◆ Exercises:
a. In the article on IPL Plastics' first-quarter results, how many facilities around the world did IPL keep operational?
b. Reproduce word for word the stretch of the IPL Plastics article from "Net income for" through "in working capital.".
*** Opening of Text under study ***
IPL Plastics earnings rise in first quarter despite revenue dip

Prospects for business positive despite Covid-19 impact on product revenues in March

Alan Walsh, chief executive of IPL Plastics: ‘We have had to adapt’

Alan Walsh, chief executive of IPL Plastics: ‘We have had to adapt’

 

Plastics manufacturer IPL said earnings in the first quarter rose 10 per cent to $19.1 million (€17.7 million) despite a dip in revenue.

The company said the increase was down to improved margins across its business and, despite the impact of the coronavirus shutdowns, prospects for the business were positive.

Overall revenue fell by 0.5 per cent to $141.1 million in the first quarter of the year, with revenue in its large format packaging and environmental solutions divisions falling to $63 million from the previous level of $74.2 million. The returnable packaging solutions division also saw a decline from $16.6 million to $15.7 million. That was partially offset by a rise in revenue in the consumer packaging solutions division, which increased from $45.3 million to $58.3 million.

Net income for the quarter was $1.9 million, up $800,000 year-on-year. IPL also increased its net debt to $315.1 million from the previous level of $297.4 million, attributed to borrowings to fund an acquisition in the UK and for seasonal increases in working capital.

Adjusted earnings before interest, taxation, depreciation and amortisation (ebitda) margins rose to 13.5 per cent in the first quarter of 2020 from 12.2 per cent in the same period a year earlier.

Early stages

The company said overall revenues for the quarter were not significantly adversely impacted by Covid-19 as the spread of the virus was only in its early stages in Europe and North America.

However, revenues for certain products had fallen during March 2020, particularly food service pails in North America.

“Like most other businesses, Covid-19 has forced IPL to face unprecedented challenges,” said chief executive Alan Walsh. “We have had to adapt, implementing a range of measures that allowed us to keep each of our 14 facilities around the world operational. The diversity of our product range, and end markets served, has acted as a natural hedge against a more significant fall-off in demand experienced by many businesses as a result of the impact of Covid-19 and associated containment measures.”

Mr Walsh said the future of the market was uncertain, but the company was well positioned to take advantage of growth opportunities.
*** Close of Text under study ***
*** Opening of Listed entries ***
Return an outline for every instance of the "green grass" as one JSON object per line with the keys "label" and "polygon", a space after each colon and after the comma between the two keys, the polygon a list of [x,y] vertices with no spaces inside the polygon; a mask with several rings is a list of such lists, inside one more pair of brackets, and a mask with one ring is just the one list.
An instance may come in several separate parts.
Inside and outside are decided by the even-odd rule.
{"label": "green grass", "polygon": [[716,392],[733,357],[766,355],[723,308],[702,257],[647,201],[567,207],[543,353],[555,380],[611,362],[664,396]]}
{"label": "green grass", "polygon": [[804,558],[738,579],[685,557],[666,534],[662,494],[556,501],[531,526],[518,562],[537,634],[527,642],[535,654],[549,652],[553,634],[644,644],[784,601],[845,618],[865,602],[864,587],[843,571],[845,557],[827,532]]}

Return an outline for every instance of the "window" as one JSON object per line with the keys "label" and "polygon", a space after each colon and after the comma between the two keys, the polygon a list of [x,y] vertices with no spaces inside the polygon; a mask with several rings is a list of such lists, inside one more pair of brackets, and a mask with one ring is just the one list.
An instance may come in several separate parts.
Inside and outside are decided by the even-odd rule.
*** Close of Listed entries ***
*** Opening of Listed entries ***
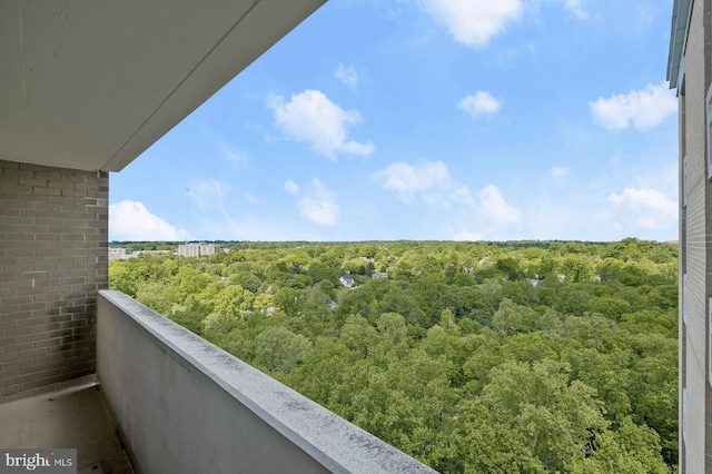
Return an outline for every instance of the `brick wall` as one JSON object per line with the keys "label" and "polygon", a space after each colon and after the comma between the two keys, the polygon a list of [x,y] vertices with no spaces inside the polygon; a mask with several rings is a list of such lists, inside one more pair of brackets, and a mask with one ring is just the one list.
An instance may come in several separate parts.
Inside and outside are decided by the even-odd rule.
*** Close of Listed entries ***
◆ List of answers:
a. 14 facilities.

b.
Net income for the quarter was $1.9 million, up $800,000 year-on-year. IPL also increased its net debt to $315.1 million from the previous level of $297.4 million, attributed to borrowings to fund an acquisition in the UK and for seasonal increases in working capital.